### TASK DESCRIPTION
Can you rewrite the entries from the line with "the store sign" to the line with "85 186 103 208", replacing "supplied" with "provided" and changing nothing else?
━━━━━━━━━━━━━━━━━━━━
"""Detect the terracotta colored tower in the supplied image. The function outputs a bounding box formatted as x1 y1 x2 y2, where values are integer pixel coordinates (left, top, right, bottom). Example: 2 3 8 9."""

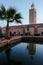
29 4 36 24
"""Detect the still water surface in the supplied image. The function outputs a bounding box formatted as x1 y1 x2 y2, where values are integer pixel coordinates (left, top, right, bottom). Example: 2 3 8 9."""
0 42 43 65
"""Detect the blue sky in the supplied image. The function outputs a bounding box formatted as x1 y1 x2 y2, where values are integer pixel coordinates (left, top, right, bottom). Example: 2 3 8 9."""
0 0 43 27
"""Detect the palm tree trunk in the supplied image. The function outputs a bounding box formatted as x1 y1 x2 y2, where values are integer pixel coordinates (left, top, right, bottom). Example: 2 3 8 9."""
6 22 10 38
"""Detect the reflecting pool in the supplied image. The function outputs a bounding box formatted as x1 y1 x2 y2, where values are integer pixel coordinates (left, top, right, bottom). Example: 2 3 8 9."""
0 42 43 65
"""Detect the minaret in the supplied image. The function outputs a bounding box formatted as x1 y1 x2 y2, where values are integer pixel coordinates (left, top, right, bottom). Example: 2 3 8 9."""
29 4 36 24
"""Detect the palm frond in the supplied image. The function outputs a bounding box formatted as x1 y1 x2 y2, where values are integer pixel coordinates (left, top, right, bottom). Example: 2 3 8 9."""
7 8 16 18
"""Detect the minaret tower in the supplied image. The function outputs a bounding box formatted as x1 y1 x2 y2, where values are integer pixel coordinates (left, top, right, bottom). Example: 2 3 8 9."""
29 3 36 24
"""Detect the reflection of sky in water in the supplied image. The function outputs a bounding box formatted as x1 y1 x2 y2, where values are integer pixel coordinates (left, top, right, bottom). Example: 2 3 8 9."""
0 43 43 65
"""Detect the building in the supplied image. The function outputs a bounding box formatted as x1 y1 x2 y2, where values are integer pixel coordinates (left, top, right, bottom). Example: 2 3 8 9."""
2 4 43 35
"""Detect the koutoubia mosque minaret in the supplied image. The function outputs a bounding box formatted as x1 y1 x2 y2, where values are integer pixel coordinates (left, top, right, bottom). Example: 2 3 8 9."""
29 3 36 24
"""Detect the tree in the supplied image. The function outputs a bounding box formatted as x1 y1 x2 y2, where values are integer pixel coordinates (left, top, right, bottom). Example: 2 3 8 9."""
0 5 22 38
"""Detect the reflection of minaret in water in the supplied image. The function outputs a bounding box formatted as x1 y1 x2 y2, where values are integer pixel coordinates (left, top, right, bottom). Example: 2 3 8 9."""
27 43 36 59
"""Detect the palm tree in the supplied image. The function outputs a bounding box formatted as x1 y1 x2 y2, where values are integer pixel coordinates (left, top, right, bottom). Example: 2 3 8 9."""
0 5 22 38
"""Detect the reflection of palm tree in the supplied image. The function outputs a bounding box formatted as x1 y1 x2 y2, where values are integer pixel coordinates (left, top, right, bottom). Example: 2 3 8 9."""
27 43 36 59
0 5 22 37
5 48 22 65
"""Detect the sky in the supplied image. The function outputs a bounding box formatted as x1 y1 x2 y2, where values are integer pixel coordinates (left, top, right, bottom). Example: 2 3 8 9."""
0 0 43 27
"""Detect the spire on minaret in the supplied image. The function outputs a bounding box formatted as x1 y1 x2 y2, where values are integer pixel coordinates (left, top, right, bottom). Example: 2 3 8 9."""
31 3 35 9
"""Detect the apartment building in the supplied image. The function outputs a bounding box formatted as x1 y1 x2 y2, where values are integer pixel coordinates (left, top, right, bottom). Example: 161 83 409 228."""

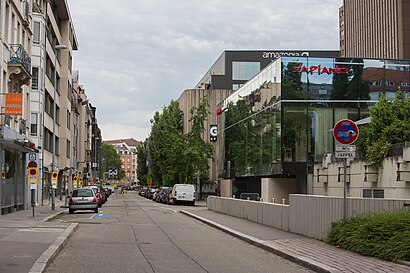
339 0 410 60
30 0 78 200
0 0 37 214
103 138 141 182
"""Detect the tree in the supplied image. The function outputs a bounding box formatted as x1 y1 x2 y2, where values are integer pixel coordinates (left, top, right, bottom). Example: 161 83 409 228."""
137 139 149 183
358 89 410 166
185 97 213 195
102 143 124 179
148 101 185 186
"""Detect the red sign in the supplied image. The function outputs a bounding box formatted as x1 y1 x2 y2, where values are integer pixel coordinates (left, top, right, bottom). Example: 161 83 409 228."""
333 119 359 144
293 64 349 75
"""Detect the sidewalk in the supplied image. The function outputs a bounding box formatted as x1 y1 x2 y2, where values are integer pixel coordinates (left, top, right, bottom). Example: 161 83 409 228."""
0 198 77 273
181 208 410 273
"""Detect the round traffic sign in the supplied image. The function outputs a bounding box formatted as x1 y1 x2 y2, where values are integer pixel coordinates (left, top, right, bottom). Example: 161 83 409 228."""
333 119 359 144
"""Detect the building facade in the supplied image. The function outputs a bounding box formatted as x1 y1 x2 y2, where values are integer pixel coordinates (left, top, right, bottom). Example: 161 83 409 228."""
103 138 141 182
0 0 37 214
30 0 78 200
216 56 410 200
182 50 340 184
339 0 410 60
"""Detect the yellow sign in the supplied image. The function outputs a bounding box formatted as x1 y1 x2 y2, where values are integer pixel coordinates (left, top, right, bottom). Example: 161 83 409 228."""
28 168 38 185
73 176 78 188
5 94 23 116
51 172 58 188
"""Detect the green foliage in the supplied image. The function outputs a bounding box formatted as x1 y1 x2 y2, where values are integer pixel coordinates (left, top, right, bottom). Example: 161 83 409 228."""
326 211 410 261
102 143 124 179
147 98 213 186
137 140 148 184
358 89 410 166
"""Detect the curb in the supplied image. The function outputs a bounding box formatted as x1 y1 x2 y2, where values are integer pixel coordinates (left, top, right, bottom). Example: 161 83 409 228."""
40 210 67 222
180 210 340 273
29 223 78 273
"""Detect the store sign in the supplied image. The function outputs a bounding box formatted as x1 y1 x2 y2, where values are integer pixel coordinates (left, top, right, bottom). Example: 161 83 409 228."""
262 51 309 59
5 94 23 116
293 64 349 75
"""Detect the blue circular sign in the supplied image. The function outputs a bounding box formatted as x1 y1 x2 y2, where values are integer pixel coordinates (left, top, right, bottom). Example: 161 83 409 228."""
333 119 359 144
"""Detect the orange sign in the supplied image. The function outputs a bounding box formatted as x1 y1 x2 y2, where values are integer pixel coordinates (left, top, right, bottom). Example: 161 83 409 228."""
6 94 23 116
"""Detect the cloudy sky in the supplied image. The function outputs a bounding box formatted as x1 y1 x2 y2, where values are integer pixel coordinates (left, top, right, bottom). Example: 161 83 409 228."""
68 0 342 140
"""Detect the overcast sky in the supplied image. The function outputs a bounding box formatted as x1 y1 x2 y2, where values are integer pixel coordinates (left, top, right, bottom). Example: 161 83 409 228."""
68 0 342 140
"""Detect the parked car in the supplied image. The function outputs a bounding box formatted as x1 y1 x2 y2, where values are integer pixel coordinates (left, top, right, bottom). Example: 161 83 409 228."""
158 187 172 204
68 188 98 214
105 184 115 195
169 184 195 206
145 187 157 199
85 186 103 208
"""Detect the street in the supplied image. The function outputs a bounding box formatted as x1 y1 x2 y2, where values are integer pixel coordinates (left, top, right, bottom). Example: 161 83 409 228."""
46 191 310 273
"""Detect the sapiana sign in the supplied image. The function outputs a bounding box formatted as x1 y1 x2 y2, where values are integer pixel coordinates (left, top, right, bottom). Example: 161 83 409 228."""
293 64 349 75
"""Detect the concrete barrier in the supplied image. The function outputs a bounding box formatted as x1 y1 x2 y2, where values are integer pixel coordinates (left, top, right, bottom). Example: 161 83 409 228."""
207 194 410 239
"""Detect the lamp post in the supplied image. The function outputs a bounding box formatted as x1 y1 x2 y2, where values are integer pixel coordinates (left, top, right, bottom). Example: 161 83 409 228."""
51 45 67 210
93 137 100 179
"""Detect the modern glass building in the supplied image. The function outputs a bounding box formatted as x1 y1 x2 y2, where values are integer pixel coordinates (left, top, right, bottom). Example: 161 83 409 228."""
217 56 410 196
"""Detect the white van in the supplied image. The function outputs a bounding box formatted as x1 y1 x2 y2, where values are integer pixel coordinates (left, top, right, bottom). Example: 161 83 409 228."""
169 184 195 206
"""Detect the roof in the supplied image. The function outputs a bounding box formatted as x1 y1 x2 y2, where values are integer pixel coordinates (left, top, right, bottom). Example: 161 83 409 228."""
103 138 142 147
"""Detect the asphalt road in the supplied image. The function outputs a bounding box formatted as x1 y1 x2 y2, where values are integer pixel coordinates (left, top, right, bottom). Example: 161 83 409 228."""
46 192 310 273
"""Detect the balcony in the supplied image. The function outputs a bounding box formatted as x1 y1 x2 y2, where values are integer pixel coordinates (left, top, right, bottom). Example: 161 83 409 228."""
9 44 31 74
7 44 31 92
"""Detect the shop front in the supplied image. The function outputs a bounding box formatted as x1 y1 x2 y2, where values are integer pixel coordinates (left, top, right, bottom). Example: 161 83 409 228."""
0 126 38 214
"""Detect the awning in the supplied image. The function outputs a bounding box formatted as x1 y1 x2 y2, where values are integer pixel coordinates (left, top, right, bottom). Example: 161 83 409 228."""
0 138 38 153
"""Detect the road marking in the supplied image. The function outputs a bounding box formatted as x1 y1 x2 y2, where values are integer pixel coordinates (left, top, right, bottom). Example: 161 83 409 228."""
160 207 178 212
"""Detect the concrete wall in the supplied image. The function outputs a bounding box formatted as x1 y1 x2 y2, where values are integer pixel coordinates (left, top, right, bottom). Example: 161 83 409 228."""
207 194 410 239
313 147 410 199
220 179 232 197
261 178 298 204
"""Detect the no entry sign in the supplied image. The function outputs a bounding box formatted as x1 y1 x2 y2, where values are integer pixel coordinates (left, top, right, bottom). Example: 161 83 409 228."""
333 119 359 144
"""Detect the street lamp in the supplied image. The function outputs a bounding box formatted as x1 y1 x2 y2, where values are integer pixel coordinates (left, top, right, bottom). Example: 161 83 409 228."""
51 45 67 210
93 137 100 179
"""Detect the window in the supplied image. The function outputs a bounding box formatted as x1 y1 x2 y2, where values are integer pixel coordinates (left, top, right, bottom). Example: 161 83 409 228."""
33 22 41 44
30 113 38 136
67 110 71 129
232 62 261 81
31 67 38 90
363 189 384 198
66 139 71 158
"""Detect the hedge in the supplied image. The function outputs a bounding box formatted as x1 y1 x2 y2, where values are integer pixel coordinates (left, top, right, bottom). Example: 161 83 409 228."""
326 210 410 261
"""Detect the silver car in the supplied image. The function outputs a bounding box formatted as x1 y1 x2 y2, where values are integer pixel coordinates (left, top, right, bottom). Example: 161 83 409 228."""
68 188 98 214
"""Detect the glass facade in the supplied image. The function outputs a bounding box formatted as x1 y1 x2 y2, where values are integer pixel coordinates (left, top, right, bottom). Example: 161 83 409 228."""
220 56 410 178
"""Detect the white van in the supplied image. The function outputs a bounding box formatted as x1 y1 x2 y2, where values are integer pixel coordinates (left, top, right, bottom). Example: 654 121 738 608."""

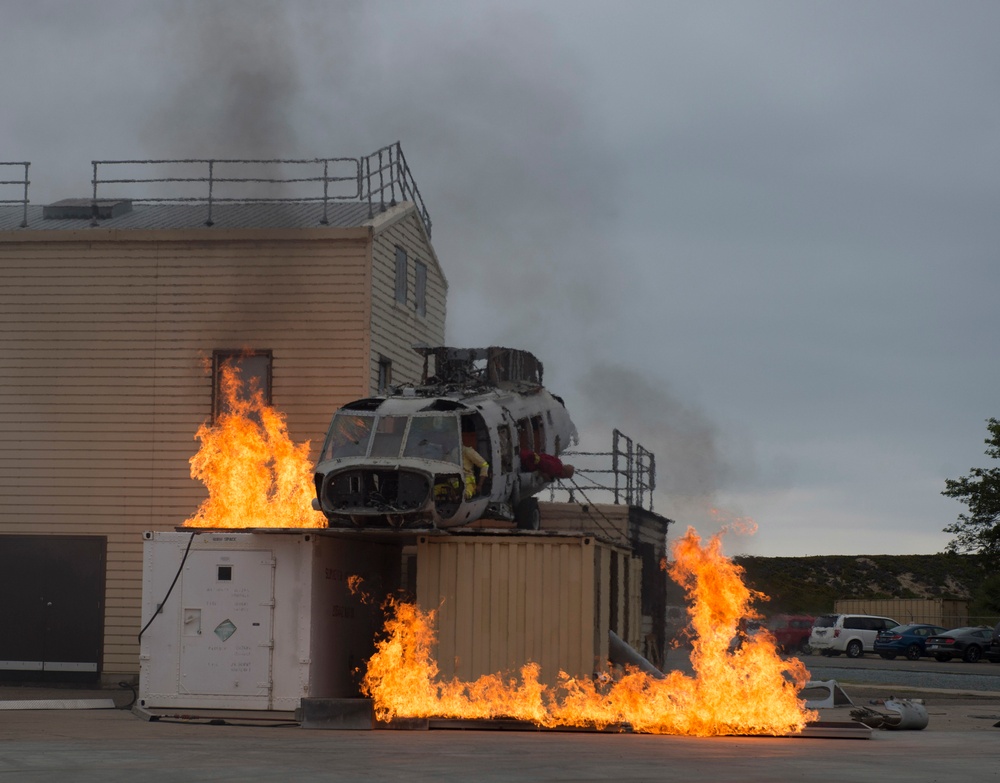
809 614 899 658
━━━━━━━━━━━━━━━━━━━━
### FINISHED TASK
"""Detect the store sign in the provided image. The function outputs a bounding box formatted as x1 y1 x2 y2, where values are integer pixel coordinates (left, top, right, bottom). Example: 161 83 409 228."""
262 51 309 59
5 94 23 116
293 64 349 75
"""Detect the blue circular sign in the provided image. The function outputs a bounding box formatted as x1 y1 x2 y2, where values are integer pixel coordinates (left, top, right, bottom). Example: 161 83 409 228."""
333 119 359 144
"""Detect the orange sign in the provided image. The function outputs a bounding box formatted as x1 y1 x2 y2, where values are integer pixel coordinates (left, top, right, bottom). Example: 161 83 409 228."""
6 94 23 116
"""Detect the cloudy sky in the provided image. The function outputs a bounding box formatted as x1 y1 x2 y2, where values are integer pixel coordinates (left, top, right, bottom). Example: 161 83 409 228."""
68 0 342 140
"""Detect the overcast sky in the provided image. The function outputs a bounding box formatted as x1 y1 x2 y2, where values are integer pixel coordinates (left, top, right, bottom). Example: 161 83 409 228."""
68 0 342 140
"""Detect the parked car in the provided image. The function outputs a bounding box formatted as x1 y1 x2 y2, where values are integer pixel coordinates (left, top, right, bottom). Example: 161 83 409 228."""
158 187 172 204
68 188 98 214
105 184 115 195
169 184 195 206
145 187 157 199
85 186 103 208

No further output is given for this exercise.